26 S.E.2d 663 | Ga. Ct. App. | 1943
Lead Opinion
1. Though the evidence was circumstantial it authorized a legitimate inference that the defendant, at a late hour during the night, broke and entered the door of the dwelling in question, with the intent to commit a felony. The mere possibility or conjecture that the defendant entered the dwelling through an open door, or window, does not overcome the legitimate inference authorized and found by the jury that the defendant broke into the house.
2. The indictment charged the defendant with burglary in that he broke and entered the dwelling-house with the intent to commit a felony, and the evidence authorized the verdict of guilty.
3. The charge to the jury, when considered as a whole, was not subject to the exceptions taken.
4. The defect of a petit juror propter defectum is a ground for a challenge seasonably made, but is not a ground for new trial after verdict, even if the defendant was ignorant of such defect until after trial.
5. A defect propter affectum of a petit juror is a ground for challenge, and should be made before verdict if known to the defendant. Yet, if unknown to the defendant and he had exercised due diligence, such a defect may be cause for grant of a new trial.
6. A defect propter delictum of a petit juror is a ground for challenge and should be made before verdict, if known to the defendant. Yet, if unknown to the defendant and he had exercised due diligence, such a defect may be cause for grant of a new trial.
7. Exceptions to defects propter defectum of a grand juror are grounds for a challenge seasonably made. When made for the first time after verdict, they are not good grounds for new trial, even if the defendant was ignorant of such defects until after the trial.
8. Alleged disqualification of a grand juror propter affectum is not a valid ground for plea in abatement to an indictment; nor is it good ground for a motion for new trial after verdict, even though the parties were ignorant of such defect until after the verdict. Hall v. State,
9. Exceptions to defects propter delictum of a grand juror are grounds for a challenge seasonably made. Yet they are not allowable after verdict. When made after trial, such exceptions are not seasonably made, and can not be good grounds for a new trial, even though the defendant was ignorant of such defects until after the verdict.
"When I grabbed the light I hollered for my brother-in-law, and he turned one end of the flashlight loose and jerked loose from me and went out that front door. I had noticed the front door was already open. While the light was on I turned it toward that person. I had an opportunity to see the person. I had an opportunity to observe his looks. The defendant sitting there is the man. My house is in Fulton County, Georgia. My house is the dwelling-house of my husband. There were valuable goods stored or contained there in this house. Our home furnishing and other things of value were there. I stated that this was a few minutes after one o'clock. I don't know just exactly the minute. I went to bed about five or ten minutes after eleven. You understood me to say that a small glass was broken out of the front door. That was broken prior to this night. I broke it out myself because I locked myself out. There was some one else in the other part of the house that night. There was not anybody in the room with me. In the next room adjoining mine my brother-in-law and sister-in-law and two children were asleep in two beds. We have two beds in the bedroom. They were in the other room. The door was closed between my bedroom and theirs.

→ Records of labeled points
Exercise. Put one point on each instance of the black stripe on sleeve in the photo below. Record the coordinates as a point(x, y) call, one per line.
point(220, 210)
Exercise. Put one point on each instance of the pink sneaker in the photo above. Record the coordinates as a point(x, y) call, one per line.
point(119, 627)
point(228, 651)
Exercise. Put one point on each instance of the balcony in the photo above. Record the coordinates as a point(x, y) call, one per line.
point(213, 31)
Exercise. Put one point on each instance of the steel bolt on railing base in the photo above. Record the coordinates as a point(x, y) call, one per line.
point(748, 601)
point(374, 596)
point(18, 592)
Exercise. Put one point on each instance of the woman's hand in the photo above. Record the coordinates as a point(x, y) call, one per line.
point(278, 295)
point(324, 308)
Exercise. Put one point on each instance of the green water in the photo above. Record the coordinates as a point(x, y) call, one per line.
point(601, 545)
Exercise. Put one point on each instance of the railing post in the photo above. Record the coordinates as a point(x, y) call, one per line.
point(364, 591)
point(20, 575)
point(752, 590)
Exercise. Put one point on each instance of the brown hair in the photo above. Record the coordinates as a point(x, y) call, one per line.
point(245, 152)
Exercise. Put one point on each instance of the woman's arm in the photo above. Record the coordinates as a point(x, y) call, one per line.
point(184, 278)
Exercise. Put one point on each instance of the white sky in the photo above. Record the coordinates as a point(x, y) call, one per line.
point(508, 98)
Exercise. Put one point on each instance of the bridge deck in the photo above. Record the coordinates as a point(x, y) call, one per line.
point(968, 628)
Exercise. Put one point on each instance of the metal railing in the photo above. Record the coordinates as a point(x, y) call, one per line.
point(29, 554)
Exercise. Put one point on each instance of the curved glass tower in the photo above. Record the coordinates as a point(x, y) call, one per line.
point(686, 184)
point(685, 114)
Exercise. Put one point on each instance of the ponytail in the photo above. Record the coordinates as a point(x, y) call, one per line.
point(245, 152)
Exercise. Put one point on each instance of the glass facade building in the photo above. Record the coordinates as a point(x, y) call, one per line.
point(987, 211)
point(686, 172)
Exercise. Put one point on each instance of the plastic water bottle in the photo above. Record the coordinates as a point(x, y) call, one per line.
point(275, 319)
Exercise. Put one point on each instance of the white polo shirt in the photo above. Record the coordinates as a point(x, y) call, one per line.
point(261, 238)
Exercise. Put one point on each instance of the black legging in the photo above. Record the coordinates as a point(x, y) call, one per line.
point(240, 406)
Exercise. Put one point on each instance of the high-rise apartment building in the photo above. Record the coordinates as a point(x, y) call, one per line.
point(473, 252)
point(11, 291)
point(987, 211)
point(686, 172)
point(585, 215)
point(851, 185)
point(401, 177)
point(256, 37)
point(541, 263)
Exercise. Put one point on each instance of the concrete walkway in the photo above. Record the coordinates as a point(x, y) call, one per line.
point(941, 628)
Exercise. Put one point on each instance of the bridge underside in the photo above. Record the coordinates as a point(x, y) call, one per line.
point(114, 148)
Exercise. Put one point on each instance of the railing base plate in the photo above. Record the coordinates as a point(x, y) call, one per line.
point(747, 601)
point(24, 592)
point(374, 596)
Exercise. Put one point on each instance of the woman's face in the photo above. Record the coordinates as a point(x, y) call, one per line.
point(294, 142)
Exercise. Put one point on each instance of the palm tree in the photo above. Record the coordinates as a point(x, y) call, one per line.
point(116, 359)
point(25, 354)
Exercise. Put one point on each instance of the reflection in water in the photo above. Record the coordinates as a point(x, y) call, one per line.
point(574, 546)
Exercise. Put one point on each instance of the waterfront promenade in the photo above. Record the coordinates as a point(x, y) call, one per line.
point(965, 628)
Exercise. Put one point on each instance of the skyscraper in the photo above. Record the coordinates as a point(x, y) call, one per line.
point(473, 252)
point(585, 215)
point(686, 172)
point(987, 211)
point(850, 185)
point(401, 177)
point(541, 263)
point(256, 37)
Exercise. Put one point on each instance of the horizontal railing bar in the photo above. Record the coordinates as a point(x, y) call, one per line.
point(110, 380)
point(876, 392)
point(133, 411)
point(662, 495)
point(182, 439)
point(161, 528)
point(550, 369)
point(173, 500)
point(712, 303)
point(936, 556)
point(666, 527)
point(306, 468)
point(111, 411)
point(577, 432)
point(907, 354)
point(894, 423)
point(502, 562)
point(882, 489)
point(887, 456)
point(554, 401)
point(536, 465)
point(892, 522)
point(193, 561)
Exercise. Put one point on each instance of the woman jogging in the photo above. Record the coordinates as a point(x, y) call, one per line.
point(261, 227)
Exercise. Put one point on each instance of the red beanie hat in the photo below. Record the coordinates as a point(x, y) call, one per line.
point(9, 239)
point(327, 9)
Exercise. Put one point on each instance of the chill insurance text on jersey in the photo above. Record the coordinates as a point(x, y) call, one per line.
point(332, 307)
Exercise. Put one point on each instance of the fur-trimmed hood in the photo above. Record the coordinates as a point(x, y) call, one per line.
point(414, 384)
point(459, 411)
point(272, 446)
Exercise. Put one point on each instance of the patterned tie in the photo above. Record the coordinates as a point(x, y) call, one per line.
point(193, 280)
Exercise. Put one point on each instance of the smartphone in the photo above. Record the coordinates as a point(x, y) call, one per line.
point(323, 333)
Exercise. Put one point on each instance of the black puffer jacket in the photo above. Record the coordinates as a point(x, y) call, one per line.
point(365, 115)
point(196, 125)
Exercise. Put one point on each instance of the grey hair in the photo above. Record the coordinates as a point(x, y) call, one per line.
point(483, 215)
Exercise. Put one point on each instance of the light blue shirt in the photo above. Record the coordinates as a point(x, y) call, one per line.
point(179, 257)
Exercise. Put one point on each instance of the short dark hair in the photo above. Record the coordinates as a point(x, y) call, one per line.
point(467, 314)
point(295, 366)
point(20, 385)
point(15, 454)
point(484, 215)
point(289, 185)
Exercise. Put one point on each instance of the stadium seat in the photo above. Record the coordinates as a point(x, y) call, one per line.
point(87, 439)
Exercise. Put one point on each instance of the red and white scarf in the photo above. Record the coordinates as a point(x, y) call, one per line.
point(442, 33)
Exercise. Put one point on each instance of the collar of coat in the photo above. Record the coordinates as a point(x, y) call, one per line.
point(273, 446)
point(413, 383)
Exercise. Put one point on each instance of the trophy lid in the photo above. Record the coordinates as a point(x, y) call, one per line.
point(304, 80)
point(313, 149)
---
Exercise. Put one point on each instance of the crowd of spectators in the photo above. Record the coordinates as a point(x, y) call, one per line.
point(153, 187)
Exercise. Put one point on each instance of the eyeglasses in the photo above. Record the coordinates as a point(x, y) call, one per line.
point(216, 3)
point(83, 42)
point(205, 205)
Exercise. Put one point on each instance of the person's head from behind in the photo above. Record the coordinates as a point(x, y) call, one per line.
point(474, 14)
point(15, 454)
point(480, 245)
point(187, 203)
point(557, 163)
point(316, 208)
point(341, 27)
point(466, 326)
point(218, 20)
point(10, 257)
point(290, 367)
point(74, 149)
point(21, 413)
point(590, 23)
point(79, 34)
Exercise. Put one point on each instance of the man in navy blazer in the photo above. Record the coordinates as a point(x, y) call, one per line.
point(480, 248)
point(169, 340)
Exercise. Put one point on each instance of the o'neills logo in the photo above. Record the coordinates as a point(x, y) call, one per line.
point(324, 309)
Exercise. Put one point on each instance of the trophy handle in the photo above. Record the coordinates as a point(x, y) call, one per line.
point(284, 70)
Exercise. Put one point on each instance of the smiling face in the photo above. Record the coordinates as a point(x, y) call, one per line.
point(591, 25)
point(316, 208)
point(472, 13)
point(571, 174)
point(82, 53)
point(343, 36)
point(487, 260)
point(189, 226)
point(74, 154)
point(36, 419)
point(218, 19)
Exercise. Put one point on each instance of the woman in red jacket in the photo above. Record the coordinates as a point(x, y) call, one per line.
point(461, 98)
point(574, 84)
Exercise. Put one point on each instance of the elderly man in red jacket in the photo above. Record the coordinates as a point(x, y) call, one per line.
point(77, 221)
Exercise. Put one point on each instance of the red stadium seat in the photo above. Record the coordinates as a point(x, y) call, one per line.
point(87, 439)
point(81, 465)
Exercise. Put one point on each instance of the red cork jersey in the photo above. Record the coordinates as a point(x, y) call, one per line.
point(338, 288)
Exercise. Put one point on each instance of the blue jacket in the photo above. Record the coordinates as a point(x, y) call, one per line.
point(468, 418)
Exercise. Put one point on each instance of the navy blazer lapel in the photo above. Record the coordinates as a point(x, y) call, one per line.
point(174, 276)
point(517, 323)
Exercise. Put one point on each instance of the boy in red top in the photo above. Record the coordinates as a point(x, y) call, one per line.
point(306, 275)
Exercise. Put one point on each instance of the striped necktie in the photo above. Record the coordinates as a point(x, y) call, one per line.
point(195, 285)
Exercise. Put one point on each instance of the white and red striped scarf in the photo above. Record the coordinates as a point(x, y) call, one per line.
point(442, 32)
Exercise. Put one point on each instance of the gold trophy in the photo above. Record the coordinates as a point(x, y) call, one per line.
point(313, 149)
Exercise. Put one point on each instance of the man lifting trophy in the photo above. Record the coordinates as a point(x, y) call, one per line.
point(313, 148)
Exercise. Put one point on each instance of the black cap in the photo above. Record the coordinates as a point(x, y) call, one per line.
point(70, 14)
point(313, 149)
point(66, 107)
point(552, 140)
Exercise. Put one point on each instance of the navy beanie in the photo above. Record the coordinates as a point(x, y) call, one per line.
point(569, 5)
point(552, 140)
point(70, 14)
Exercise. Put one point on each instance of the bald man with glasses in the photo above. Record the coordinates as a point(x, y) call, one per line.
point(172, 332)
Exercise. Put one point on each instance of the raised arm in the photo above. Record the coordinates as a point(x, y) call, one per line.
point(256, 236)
---
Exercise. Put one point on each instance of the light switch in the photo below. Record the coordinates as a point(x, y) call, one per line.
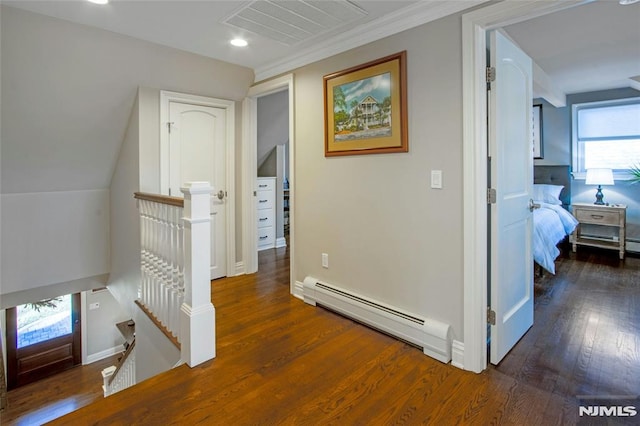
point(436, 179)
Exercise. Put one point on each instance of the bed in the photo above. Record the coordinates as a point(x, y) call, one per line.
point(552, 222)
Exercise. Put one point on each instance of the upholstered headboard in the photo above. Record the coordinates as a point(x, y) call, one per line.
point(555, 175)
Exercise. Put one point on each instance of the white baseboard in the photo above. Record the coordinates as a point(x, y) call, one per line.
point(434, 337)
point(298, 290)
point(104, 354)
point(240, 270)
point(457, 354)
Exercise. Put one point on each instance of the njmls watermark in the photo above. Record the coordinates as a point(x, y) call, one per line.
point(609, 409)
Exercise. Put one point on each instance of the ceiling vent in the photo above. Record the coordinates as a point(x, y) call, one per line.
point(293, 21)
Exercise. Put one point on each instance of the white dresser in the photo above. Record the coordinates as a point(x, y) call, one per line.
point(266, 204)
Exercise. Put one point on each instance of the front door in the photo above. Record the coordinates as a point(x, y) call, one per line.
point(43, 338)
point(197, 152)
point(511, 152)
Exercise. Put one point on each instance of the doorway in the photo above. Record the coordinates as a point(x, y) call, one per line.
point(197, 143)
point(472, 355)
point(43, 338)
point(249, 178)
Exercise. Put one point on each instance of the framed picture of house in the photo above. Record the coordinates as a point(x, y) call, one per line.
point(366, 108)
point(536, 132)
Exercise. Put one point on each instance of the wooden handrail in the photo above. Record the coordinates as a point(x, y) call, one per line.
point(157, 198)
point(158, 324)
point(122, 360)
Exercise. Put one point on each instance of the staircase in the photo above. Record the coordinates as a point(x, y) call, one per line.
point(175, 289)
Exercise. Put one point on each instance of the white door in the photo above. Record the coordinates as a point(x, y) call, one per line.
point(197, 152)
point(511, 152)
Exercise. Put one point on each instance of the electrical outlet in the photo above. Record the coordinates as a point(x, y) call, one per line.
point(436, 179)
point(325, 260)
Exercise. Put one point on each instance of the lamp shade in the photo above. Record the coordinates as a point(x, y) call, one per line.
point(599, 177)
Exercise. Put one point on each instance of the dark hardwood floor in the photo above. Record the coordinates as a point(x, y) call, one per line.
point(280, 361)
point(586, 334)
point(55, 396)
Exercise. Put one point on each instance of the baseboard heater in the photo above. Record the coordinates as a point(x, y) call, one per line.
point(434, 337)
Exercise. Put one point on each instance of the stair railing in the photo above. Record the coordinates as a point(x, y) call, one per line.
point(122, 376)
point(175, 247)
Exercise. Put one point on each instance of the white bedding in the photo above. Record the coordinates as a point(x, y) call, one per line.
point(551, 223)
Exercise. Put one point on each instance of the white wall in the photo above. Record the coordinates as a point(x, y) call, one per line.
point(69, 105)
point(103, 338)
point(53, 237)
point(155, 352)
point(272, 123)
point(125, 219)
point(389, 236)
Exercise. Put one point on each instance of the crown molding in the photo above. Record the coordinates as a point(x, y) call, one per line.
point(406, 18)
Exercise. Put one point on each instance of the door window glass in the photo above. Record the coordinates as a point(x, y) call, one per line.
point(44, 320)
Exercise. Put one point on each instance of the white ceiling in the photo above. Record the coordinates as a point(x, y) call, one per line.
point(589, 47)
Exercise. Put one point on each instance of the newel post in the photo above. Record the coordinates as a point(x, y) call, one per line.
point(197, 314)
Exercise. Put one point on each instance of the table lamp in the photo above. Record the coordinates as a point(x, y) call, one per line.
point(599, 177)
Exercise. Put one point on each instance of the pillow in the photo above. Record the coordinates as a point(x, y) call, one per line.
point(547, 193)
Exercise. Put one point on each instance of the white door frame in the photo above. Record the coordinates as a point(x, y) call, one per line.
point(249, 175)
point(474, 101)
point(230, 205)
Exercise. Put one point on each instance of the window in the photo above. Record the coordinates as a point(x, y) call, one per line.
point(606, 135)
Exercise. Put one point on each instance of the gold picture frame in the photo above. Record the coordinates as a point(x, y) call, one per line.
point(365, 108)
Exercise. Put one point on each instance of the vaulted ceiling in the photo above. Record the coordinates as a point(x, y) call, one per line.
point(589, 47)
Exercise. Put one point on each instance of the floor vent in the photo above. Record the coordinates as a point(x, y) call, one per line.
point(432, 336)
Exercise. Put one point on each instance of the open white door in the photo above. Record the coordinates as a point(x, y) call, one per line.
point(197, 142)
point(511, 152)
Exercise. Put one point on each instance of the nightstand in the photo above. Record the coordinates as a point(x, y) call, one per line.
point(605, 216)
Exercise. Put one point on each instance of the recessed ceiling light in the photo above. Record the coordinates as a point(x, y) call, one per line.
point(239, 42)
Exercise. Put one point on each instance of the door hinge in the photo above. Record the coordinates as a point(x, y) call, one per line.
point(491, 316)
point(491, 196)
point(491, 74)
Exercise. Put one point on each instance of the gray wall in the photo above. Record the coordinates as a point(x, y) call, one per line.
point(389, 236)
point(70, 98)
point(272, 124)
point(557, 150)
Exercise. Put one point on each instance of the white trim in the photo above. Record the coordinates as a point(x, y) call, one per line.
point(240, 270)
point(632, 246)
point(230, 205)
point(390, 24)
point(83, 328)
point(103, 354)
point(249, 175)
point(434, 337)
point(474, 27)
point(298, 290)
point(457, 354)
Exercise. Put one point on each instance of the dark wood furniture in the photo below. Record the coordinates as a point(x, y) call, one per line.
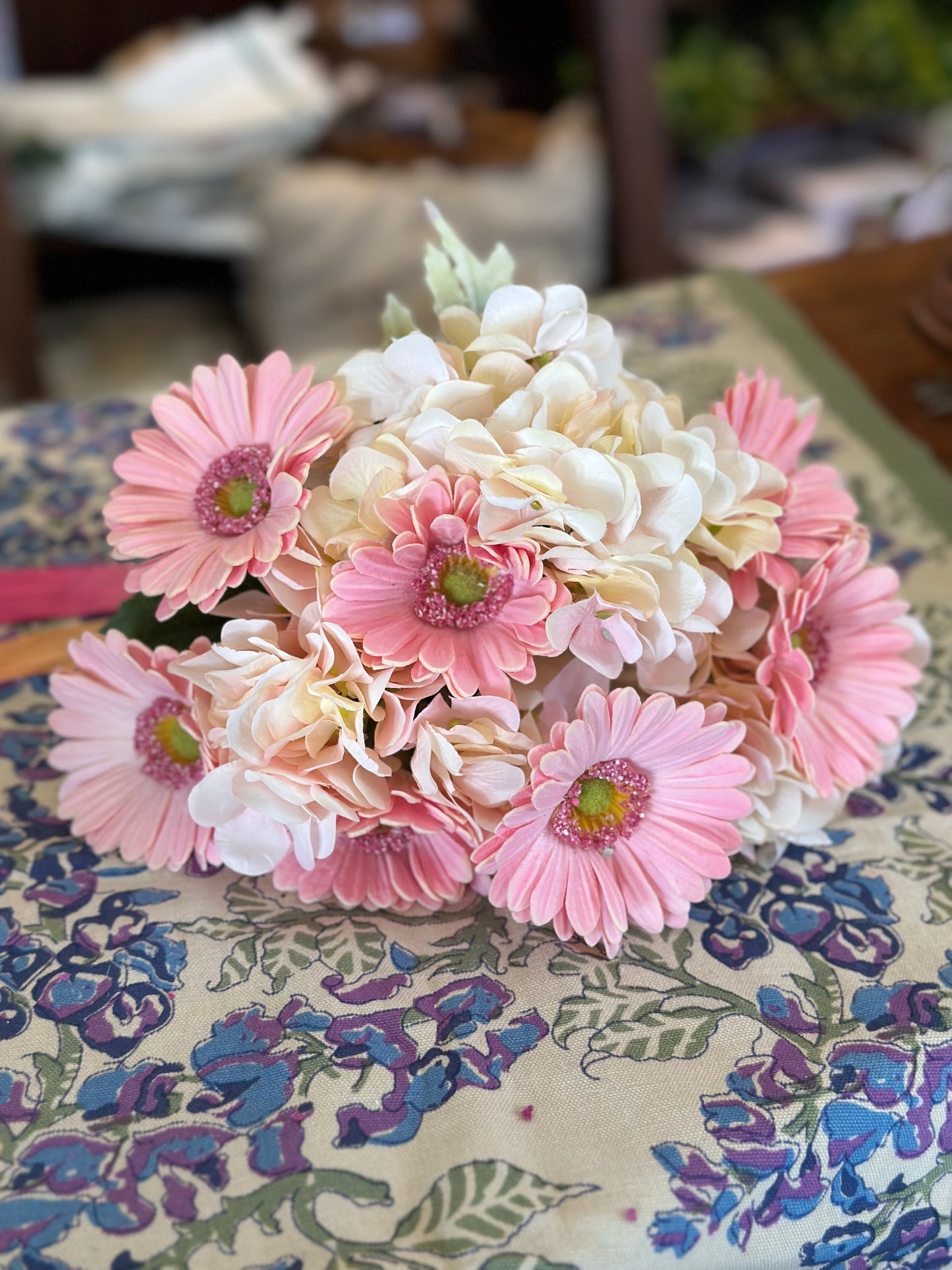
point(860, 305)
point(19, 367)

→ What is asked
1. In the burglary opinion, rename "petit juror" as "trial juror" and write out everything from "2. The indictment" down to "until after trial." with that change.
2. Condense the burglary opinion's paragraph that begins "Exceptions to defects propter delictum of a grand juror" into a shorter version that keeps its main points.
3. Based on the burglary opinion, answer yes or no to each statement and quote the words that decide it. (a) The witness went to bed a little after eleven. (b) The small glass in the front door was broken on the night of the break-in. (c) The door between the witness's bedroom and the next room was open.
These records have no connection to the burglary opinion.

→ Worked solutions
1.
2. The indictment charged the defendant with burglary in that he broke and entered the dwelling-house with the intent to commit a felony, and the evidence authorized the verdict of guilty.
3. The charge to the jury, when considered as a whole, was not subject to the exceptions taken.
4. The defect of a trial juror propter defectum is a ground for a challenge seasonably made, but is not a ground for new trial after verdict, even if the defendant was ignorant of such defect until after trial.

2. Objections to a grand juror's defects propter delictum must be raised by a timely challenge. If they are raised only after the trial, they come too late and cannot support a new trial, even when the defendant did not know of the defects until after the verdict.

3.
(a) Yes: "I went to bed about five or ten minutes after eleven."
(b) No: "That was broken prior to this night."
(c) No: "The door was closed between my bedroom and theirs."